─── Extracted entries
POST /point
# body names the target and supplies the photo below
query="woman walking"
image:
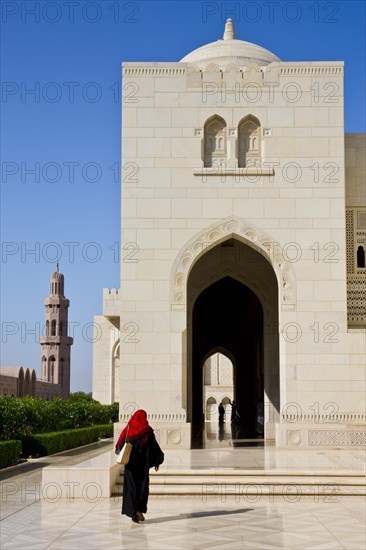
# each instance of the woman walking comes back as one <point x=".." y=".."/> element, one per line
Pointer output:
<point x="145" y="454"/>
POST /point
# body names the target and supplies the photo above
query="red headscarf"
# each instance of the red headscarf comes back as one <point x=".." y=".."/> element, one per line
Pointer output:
<point x="137" y="426"/>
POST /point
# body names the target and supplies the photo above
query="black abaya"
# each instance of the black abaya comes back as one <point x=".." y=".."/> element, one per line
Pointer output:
<point x="145" y="454"/>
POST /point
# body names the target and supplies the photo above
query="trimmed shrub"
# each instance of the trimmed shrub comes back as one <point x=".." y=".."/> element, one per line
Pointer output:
<point x="20" y="416"/>
<point x="9" y="453"/>
<point x="55" y="442"/>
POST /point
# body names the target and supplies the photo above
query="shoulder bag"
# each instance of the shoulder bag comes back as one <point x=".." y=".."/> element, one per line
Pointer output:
<point x="124" y="455"/>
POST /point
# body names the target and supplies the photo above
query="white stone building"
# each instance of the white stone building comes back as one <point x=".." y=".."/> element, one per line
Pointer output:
──────
Exercise brief -
Quote every record above exactly, leaving out any pictures.

The output -
POST /point
# body names the target and supplies the photo below
query="woman walking"
image:
# each instance of the woman walking comes back as one <point x=".." y=".."/> element, one per line
Pointer output:
<point x="145" y="454"/>
POST /point
# body names the target and supplies the photo above
query="red headscarf"
# each instance of the red headscarf comes back as one <point x=".." y=".."/> element, one per line
Pointer output:
<point x="137" y="426"/>
POST /point
# body names the target and supplies the photo above
query="black abaya"
# each instance of the black abaya comes back as one <point x=".." y=".."/> element, one per line
Pointer output:
<point x="145" y="454"/>
POST /point
# body names the target and supplies the photo above
query="trimmed shrub"
# each instance of the trimmed shrub comes back as one <point x=".." y=".."/> element, one per line
Pointer output:
<point x="20" y="416"/>
<point x="9" y="453"/>
<point x="55" y="442"/>
POST /point
# body names the target and supplies the photo above
query="shoulder bag"
# each instance of the shoulder bag comes back as one <point x=".." y=".."/> element, one per line
Pointer output:
<point x="124" y="455"/>
POST /point
# body names the target and supplies the photo above
query="white stone building"
# each instance of the white stone building comes back as one <point x=".." y=".."/> element, one per line
Pointer output:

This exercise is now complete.